--- SUPPLIED ENTRIES Enclosed Below ---

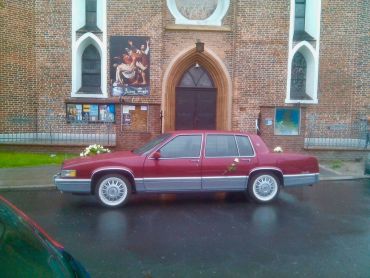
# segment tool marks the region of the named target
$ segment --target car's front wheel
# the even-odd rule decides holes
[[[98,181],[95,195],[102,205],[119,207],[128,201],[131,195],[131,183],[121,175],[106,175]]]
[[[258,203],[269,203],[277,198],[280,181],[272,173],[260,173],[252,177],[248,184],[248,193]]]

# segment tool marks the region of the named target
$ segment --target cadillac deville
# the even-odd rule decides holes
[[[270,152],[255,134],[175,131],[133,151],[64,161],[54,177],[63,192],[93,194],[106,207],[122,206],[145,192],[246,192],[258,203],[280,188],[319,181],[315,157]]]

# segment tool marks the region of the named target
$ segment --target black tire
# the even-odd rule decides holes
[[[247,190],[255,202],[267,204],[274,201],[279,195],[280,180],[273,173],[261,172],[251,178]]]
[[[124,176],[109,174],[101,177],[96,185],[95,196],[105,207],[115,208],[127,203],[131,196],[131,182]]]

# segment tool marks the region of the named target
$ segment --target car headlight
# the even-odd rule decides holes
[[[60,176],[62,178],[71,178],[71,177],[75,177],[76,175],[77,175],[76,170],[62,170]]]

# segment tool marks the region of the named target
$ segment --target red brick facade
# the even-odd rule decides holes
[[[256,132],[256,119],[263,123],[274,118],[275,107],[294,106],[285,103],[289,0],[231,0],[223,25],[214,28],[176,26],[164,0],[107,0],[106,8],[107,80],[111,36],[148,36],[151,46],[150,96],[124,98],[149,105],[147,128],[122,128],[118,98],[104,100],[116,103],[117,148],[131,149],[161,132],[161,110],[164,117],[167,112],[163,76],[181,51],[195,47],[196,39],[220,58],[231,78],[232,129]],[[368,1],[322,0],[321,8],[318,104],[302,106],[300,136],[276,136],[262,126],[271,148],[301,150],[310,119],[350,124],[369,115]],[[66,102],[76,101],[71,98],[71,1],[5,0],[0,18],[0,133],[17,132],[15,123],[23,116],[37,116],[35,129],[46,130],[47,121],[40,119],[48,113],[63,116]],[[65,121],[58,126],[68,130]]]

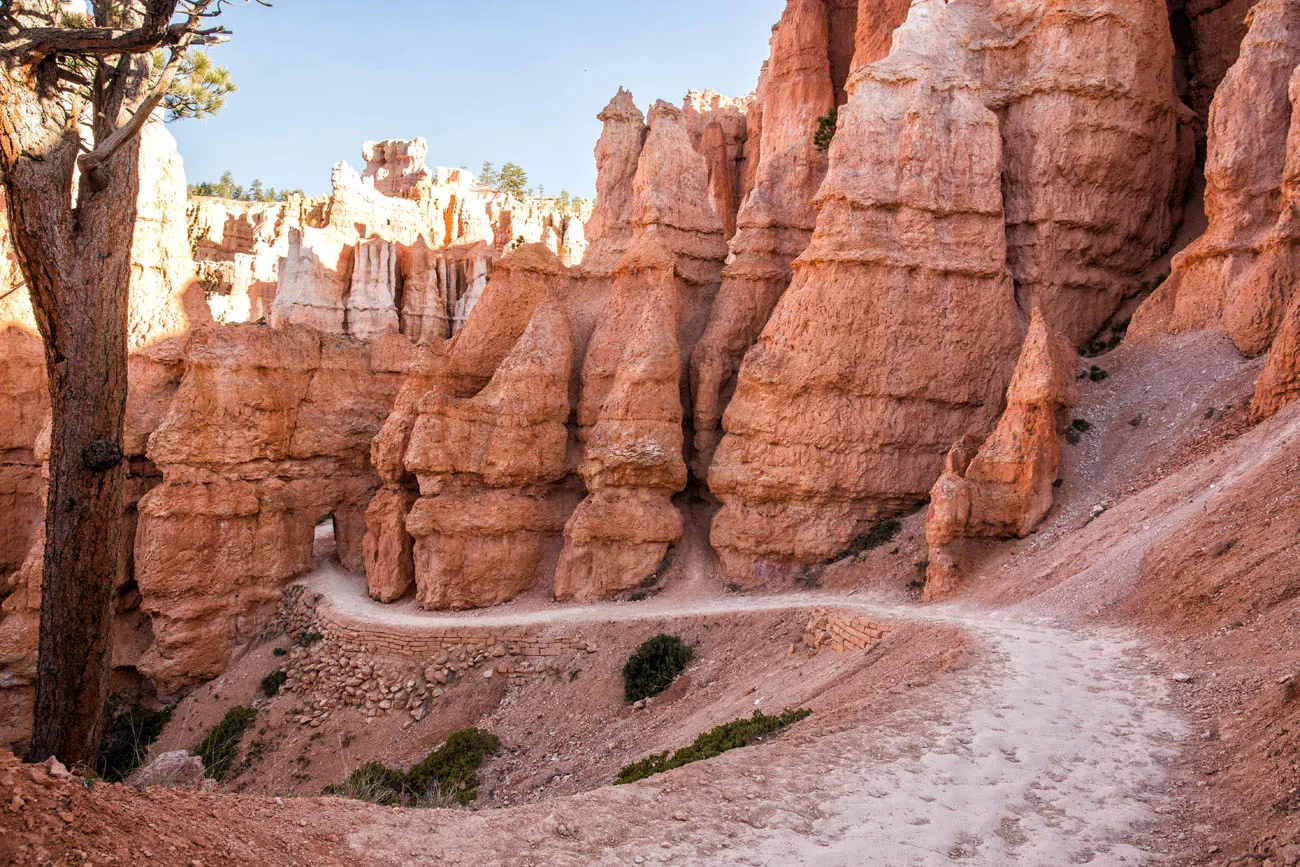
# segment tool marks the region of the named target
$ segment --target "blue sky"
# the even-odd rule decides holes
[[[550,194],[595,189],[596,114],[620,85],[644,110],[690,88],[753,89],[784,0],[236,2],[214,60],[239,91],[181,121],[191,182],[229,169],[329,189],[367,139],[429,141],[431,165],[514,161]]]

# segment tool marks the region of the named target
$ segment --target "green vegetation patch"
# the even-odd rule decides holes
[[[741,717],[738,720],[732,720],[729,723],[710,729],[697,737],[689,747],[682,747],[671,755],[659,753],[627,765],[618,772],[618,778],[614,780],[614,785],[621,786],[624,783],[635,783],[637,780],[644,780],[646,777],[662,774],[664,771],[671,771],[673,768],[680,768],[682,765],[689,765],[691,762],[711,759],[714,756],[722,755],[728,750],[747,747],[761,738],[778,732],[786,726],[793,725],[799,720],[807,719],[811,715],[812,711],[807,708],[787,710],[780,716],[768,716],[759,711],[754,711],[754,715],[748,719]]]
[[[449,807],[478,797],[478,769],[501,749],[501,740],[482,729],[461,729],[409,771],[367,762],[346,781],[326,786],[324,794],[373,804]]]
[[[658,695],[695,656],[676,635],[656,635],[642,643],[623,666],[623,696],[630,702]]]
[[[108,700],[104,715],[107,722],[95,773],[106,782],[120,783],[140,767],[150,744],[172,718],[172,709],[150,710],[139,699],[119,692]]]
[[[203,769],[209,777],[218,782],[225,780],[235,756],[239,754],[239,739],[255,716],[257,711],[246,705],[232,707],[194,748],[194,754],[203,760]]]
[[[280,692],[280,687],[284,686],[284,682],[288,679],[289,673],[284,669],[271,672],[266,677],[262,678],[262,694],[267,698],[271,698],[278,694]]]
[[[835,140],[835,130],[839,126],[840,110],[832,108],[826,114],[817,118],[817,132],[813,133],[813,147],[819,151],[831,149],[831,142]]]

--- End of Enclosed SUPPLIED ENTRIES ---

**WORK TO BE COMPLETED:** Copy every line of the data exactly as written, excluding the pictures.

**WRITTEN ANSWER:**
# segment tool marks the region of the named target
$ segment --target car's front wheel
# the even-odd rule decides holes
[[[98,181],[95,195],[102,205],[119,207],[128,201],[131,195],[131,183],[121,175],[106,175]]]
[[[258,203],[269,203],[277,198],[280,181],[272,173],[260,173],[252,177],[248,184],[248,193]]]

# segment tool marks the region of the named target
$ segment --target cadillac deville
# the even-odd rule decides holes
[[[270,152],[255,134],[175,131],[133,151],[64,161],[54,177],[63,192],[93,194],[106,207],[122,206],[145,192],[246,192],[258,203],[280,188],[319,181],[315,157]]]

# segment tool marks the region of the named target
$ segment --target black tire
# the even-odd rule decides holes
[[[247,190],[255,202],[267,204],[274,201],[279,195],[280,180],[273,173],[261,172],[251,178]]]
[[[124,176],[109,174],[101,177],[96,185],[95,196],[105,207],[115,208],[127,203],[131,196],[131,182]]]

# segment tool marks the region of the named target
$ segment --target car headlight
# the even-odd rule decides holes
[[[60,176],[62,178],[71,178],[71,177],[75,177],[76,175],[77,175],[76,170],[62,170]]]

# segment tool marks the region of the named target
$ segment --target red brick facade
# the even-odd rule decides holes
[[[256,132],[256,119],[263,123],[274,118],[275,107],[294,106],[285,103],[289,0],[231,0],[223,25],[214,28],[176,26],[164,0],[107,0],[106,8],[107,80],[111,36],[148,36],[151,46],[150,96],[124,98],[149,105],[147,128],[122,128],[118,98],[104,100],[116,103],[117,148],[131,149],[161,132],[161,110],[164,117],[167,112],[163,76],[181,51],[195,47],[196,39],[220,58],[231,78],[232,129]],[[368,1],[322,0],[321,8],[318,104],[302,106],[300,136],[276,136],[262,126],[271,148],[301,150],[310,119],[350,124],[369,115]],[[66,102],[76,101],[71,98],[71,1],[5,0],[0,18],[0,133],[17,132],[15,123],[23,116],[37,116],[35,129],[46,130],[47,121],[40,119],[48,113],[63,116]],[[65,121],[58,126],[68,130]]]

# segment tool marks the region of the named target
$ segment --target "blue sky"
# the even-odd rule decides holes
[[[550,194],[595,189],[596,114],[620,85],[644,110],[690,88],[753,89],[784,0],[236,2],[214,60],[239,91],[181,121],[191,182],[229,169],[329,189],[367,139],[429,141],[431,165],[514,161]]]

# segment tool marks the region of the named target
$ segment --target "green vegetation patch"
# the even-odd rule decides holes
[[[741,717],[738,720],[732,720],[729,723],[710,729],[697,737],[689,747],[682,747],[671,755],[659,753],[627,765],[618,772],[618,778],[614,780],[614,785],[621,786],[624,783],[635,783],[637,780],[644,780],[646,777],[662,774],[664,771],[671,771],[673,768],[680,768],[682,765],[689,765],[691,762],[711,759],[714,756],[722,755],[728,750],[747,747],[761,738],[778,732],[786,726],[793,725],[799,720],[807,719],[811,715],[812,711],[807,708],[787,710],[780,716],[768,716],[759,711],[754,711],[754,715],[748,719]]]
[[[449,807],[478,797],[478,769],[501,749],[501,740],[482,729],[461,729],[409,771],[367,762],[346,781],[326,786],[324,794],[373,804]]]
[[[658,695],[695,656],[676,635],[656,635],[642,643],[623,666],[623,696],[630,702]]]
[[[108,700],[104,715],[107,722],[95,773],[106,782],[120,783],[140,767],[150,744],[172,718],[172,709],[150,710],[139,699],[119,692]]]
[[[203,769],[209,777],[218,782],[225,780],[235,756],[239,754],[239,739],[255,716],[257,711],[246,705],[232,707],[194,748],[194,754],[203,760]]]
[[[280,692],[280,687],[284,686],[284,682],[288,679],[289,673],[284,669],[271,672],[266,677],[262,678],[262,694],[267,698],[271,698],[278,694]]]
[[[835,140],[835,130],[839,126],[840,110],[832,108],[826,114],[817,118],[817,132],[813,133],[813,147],[819,151],[831,149],[831,142]]]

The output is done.